▸ **Exercise details**
All the records that follow need to be reproduced exactly. Omit the images.

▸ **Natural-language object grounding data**
..............................
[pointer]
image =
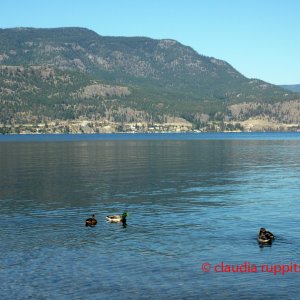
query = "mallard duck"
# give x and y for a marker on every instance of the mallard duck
(91, 221)
(117, 218)
(265, 237)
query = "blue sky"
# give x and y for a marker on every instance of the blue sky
(260, 38)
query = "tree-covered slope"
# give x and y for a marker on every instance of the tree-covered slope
(154, 77)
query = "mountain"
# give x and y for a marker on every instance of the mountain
(292, 87)
(75, 74)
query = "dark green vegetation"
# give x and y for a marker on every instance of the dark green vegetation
(73, 73)
(292, 87)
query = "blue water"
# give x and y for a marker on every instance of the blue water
(191, 199)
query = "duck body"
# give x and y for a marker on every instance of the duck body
(265, 237)
(91, 221)
(117, 218)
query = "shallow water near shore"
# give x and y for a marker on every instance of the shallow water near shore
(193, 202)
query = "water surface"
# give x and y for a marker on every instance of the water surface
(191, 199)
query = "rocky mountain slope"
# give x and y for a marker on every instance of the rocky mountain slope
(76, 74)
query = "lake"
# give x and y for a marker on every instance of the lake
(195, 204)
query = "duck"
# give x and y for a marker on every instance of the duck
(91, 221)
(117, 218)
(265, 237)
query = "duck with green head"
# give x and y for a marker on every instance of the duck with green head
(265, 237)
(91, 221)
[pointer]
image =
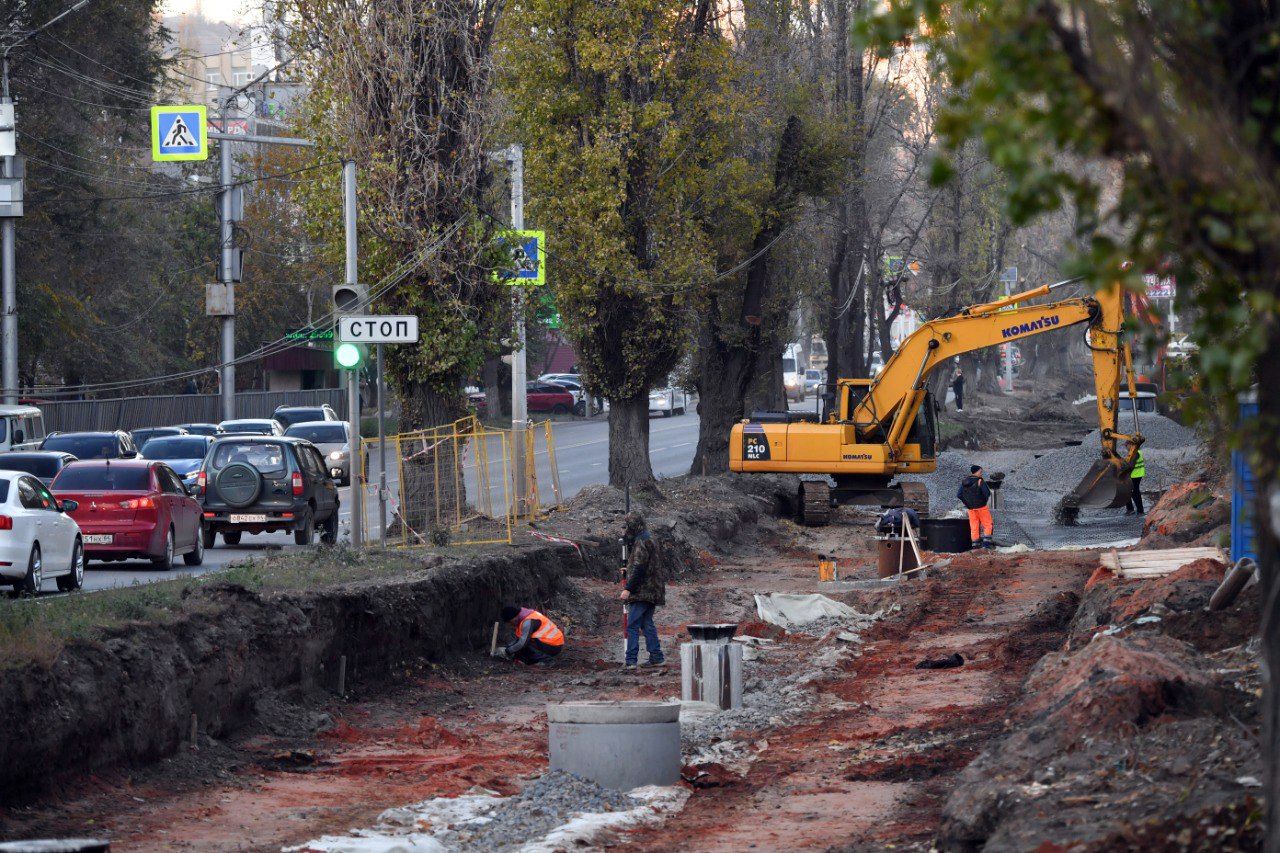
..............................
▸ **Reply**
[pointer]
image =
query = "mallard duck"
# give x and y for a marker on every instance of the mallard duck
(91, 221)
(117, 218)
(265, 237)
query = "blue sky"
# give x and y for a marker on every instance of the blue sky
(260, 38)
query = "tree-covered slope"
# give x and y for a marker on every instance of the tree-covered slope
(154, 77)
query = "mountain"
# give x and y for a marker on every instance of the mountain
(292, 87)
(75, 74)
query = "dark green vegetation"
# give x and y for a marker on every instance of the dark green vegetation
(73, 73)
(292, 87)
query = "blue water"
# give x and y for a marker on every instance of the blue water
(191, 199)
query = "duck body"
# give x and y for a marker on every instance of the duck body
(265, 237)
(91, 221)
(117, 218)
query = "shallow water near shore"
# give x and y for a marker on every instance of the shallow water near shore
(193, 202)
query = "water surface"
# give x and y for a marker on every instance of the water surface
(191, 199)
query = "rocky mountain slope"
# give x and y for a marker on every instance of the rocky mountain slope
(76, 74)
query = "lake"
# give x and y for a marker on every instance of the lake
(195, 204)
query = "duck"
# give x and y for a marker on every instance of the duck
(91, 221)
(117, 218)
(265, 237)
query = "duck with green head"
# give x and y for a marker on every instance of the duck with green head
(265, 237)
(91, 221)
[pointer]
image =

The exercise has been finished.